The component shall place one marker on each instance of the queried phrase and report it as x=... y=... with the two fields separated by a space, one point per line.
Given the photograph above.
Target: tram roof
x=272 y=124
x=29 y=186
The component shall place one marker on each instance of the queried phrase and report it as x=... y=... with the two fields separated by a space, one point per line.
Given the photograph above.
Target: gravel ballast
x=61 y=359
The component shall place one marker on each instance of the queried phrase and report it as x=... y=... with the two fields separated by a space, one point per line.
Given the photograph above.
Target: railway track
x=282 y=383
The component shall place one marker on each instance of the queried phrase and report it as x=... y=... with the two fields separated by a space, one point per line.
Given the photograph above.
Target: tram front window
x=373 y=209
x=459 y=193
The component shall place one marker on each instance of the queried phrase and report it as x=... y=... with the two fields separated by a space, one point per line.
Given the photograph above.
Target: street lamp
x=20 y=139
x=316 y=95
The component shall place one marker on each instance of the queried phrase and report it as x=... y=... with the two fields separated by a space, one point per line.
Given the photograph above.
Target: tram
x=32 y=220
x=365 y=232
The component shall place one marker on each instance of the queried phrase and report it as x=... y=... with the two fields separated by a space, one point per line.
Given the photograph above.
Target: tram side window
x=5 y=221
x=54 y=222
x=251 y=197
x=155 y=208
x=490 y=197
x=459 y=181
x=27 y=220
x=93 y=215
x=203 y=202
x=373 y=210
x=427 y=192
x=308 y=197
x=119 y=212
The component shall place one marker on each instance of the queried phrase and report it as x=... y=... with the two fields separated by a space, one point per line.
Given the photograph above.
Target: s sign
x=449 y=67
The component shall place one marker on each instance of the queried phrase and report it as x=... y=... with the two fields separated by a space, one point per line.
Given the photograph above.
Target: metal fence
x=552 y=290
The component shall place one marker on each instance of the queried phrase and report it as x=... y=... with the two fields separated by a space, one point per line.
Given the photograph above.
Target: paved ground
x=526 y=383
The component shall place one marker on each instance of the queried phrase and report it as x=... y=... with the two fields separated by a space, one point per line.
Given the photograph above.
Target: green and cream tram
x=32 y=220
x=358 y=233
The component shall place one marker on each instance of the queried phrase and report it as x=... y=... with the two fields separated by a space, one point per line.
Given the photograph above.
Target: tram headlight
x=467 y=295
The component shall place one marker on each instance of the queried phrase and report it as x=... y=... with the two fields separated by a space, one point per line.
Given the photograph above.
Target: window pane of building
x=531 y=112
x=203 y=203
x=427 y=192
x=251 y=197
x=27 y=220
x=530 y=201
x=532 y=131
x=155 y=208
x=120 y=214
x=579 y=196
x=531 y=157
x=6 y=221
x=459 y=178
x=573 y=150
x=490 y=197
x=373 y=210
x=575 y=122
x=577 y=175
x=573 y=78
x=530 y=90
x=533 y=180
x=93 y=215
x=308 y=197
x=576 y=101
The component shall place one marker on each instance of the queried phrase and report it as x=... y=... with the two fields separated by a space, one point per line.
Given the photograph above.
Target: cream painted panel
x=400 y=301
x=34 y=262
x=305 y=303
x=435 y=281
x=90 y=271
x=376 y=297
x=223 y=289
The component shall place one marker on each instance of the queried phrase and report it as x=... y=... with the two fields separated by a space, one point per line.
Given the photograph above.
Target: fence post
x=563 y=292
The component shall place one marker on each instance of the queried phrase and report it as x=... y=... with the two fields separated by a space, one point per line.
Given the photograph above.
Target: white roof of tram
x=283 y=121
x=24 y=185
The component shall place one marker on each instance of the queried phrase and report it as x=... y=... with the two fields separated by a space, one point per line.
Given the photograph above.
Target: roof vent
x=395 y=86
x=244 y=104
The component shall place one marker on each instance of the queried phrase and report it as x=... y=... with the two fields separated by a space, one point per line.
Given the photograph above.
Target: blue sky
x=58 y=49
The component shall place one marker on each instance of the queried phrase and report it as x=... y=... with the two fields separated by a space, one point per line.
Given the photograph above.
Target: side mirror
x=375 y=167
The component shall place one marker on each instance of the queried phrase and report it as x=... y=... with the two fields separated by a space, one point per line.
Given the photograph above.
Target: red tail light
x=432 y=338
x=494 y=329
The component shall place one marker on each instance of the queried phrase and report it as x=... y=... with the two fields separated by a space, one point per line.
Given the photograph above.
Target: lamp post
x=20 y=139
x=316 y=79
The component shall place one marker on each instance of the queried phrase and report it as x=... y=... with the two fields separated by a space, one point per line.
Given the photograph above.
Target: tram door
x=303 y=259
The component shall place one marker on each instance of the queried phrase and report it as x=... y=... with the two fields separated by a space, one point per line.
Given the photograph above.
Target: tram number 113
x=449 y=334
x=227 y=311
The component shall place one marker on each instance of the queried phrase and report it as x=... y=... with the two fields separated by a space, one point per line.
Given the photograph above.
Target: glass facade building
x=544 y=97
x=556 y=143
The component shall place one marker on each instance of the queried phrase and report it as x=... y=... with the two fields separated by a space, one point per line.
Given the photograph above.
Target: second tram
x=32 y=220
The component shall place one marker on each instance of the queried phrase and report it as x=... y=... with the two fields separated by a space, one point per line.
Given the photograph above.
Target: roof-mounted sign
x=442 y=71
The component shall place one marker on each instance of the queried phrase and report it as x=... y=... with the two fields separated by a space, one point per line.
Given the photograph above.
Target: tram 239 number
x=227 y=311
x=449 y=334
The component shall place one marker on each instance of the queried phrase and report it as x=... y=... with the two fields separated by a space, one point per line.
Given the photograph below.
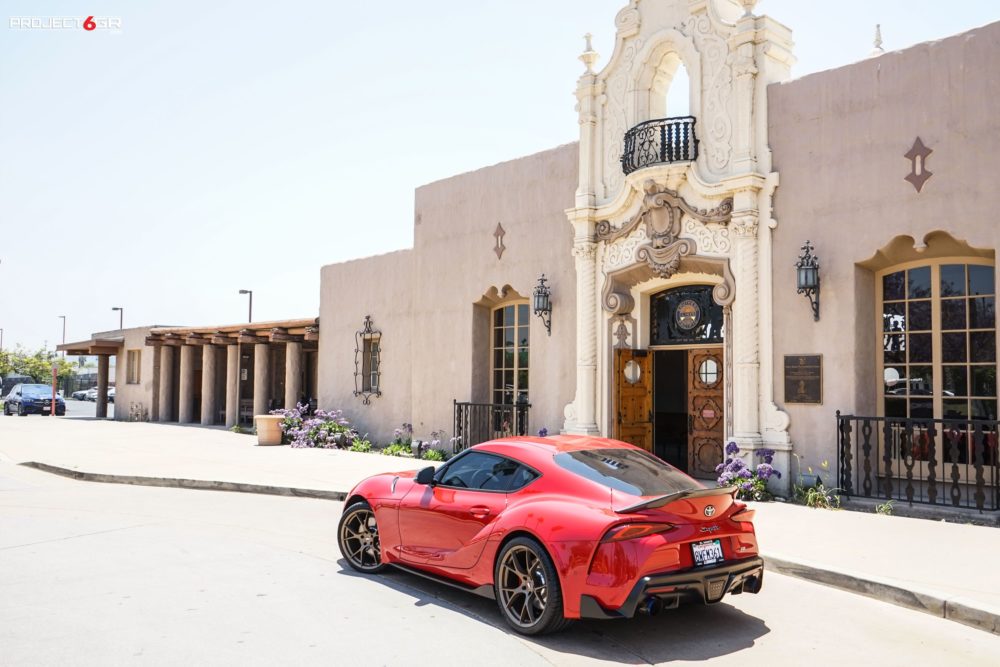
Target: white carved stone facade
x=674 y=222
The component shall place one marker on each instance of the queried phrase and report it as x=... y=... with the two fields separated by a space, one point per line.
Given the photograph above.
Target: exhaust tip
x=651 y=606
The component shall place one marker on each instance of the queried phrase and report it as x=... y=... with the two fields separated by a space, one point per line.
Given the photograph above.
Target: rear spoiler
x=660 y=501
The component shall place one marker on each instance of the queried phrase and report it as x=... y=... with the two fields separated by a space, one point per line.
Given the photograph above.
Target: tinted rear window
x=627 y=470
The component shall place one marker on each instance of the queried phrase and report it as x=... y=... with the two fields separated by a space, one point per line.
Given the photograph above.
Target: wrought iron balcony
x=944 y=462
x=660 y=141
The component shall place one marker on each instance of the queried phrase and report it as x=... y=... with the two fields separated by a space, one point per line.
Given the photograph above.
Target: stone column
x=209 y=368
x=232 y=384
x=261 y=377
x=102 y=386
x=584 y=417
x=185 y=411
x=745 y=332
x=166 y=412
x=293 y=374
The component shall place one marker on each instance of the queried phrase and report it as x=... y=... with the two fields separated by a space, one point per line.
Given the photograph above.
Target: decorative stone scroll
x=660 y=217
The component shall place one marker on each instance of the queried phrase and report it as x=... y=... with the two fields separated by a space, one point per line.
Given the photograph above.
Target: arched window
x=510 y=342
x=937 y=335
x=679 y=94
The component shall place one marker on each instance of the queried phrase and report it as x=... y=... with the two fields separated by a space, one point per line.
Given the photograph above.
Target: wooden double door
x=670 y=403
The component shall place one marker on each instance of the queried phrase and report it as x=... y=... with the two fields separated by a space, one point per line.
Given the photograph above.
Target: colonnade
x=221 y=375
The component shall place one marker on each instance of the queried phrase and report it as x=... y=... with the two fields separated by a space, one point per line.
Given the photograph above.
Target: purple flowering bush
x=750 y=483
x=322 y=429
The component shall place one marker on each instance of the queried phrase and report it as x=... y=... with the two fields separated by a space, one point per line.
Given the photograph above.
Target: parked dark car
x=25 y=399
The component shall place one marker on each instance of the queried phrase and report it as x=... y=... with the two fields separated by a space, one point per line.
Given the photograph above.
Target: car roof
x=537 y=451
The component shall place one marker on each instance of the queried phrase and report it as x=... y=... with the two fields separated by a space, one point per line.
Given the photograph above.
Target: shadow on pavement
x=691 y=632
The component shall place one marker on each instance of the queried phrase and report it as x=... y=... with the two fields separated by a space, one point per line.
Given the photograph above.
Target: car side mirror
x=426 y=476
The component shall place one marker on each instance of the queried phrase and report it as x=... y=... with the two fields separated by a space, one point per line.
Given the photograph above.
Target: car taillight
x=631 y=531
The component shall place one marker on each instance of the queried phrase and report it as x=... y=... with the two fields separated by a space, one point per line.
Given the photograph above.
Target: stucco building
x=217 y=375
x=670 y=245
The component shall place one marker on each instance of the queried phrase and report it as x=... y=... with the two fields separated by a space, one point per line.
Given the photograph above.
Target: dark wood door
x=706 y=426
x=634 y=397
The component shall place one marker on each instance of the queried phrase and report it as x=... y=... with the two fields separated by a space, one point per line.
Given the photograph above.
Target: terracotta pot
x=268 y=429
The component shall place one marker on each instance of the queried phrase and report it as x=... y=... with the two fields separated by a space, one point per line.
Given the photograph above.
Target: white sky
x=215 y=146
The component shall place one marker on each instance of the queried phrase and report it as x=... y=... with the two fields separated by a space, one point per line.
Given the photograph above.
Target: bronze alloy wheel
x=358 y=538
x=527 y=588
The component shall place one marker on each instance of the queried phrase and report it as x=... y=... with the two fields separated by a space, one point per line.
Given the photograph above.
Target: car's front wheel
x=357 y=536
x=527 y=588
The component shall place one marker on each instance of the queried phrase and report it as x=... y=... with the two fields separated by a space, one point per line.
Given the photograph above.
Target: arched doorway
x=669 y=398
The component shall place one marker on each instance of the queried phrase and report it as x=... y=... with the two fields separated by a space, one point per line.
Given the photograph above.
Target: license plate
x=708 y=552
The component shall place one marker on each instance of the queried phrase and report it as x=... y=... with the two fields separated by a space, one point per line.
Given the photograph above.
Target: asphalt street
x=95 y=574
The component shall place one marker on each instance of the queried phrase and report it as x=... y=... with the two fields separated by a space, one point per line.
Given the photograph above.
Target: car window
x=486 y=472
x=521 y=478
x=629 y=470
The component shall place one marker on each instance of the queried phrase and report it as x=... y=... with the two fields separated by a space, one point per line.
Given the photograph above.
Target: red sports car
x=555 y=529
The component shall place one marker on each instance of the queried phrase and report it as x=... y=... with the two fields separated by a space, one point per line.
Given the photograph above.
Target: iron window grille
x=368 y=361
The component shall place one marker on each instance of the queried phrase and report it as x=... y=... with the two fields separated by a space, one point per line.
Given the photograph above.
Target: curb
x=178 y=483
x=974 y=613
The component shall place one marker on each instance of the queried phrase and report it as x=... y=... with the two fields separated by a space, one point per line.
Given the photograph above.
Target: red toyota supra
x=555 y=529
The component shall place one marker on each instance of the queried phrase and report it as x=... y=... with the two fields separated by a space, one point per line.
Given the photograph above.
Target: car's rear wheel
x=527 y=588
x=357 y=537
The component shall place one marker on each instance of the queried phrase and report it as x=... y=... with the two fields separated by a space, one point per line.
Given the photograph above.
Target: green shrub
x=817 y=497
x=362 y=445
x=397 y=449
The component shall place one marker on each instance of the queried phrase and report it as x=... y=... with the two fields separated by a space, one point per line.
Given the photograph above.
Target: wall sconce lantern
x=543 y=303
x=807 y=277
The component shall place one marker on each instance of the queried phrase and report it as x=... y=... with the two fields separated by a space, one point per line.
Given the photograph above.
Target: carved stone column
x=293 y=374
x=166 y=407
x=102 y=386
x=185 y=409
x=209 y=368
x=261 y=378
x=746 y=332
x=583 y=419
x=232 y=384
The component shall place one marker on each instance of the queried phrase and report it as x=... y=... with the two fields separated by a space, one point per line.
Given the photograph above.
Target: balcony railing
x=480 y=422
x=945 y=462
x=660 y=141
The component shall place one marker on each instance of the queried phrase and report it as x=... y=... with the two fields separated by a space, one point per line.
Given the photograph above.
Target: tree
x=37 y=365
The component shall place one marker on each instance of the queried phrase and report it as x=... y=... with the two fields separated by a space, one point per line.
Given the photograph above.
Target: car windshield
x=628 y=470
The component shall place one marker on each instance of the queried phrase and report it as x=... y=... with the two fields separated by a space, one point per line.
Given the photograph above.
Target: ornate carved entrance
x=634 y=398
x=706 y=428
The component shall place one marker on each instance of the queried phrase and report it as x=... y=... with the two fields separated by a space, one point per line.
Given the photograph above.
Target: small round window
x=708 y=372
x=632 y=372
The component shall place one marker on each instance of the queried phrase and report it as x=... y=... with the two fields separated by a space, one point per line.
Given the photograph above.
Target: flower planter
x=268 y=429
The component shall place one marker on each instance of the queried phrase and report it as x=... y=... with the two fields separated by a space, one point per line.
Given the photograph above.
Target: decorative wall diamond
x=918 y=164
x=498 y=235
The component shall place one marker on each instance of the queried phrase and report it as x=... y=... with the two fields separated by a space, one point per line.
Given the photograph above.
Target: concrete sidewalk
x=940 y=568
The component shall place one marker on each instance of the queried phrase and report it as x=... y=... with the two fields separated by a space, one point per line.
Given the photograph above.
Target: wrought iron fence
x=946 y=462
x=480 y=422
x=660 y=141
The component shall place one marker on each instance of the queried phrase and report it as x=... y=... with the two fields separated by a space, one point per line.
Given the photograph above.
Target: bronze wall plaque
x=804 y=378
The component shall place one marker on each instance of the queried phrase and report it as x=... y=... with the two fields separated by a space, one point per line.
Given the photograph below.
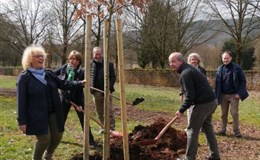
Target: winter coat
x=93 y=76
x=75 y=94
x=239 y=81
x=33 y=101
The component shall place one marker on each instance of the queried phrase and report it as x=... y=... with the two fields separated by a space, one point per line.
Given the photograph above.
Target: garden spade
x=153 y=141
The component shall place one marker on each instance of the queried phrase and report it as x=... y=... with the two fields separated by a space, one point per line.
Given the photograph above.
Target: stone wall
x=167 y=78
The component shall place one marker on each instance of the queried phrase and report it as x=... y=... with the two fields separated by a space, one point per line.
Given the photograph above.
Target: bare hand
x=79 y=109
x=84 y=82
x=237 y=96
x=178 y=114
x=22 y=128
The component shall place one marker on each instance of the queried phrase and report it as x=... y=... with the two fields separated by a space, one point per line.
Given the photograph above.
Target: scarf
x=70 y=72
x=38 y=74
***
### What you are asked to do
Identify every line in the records above that contains the word "bronze", and copy each of those lines in full. Treat case as significant.

### Finished task
Target: bronze alloy wheel
Target: bronze wall plaque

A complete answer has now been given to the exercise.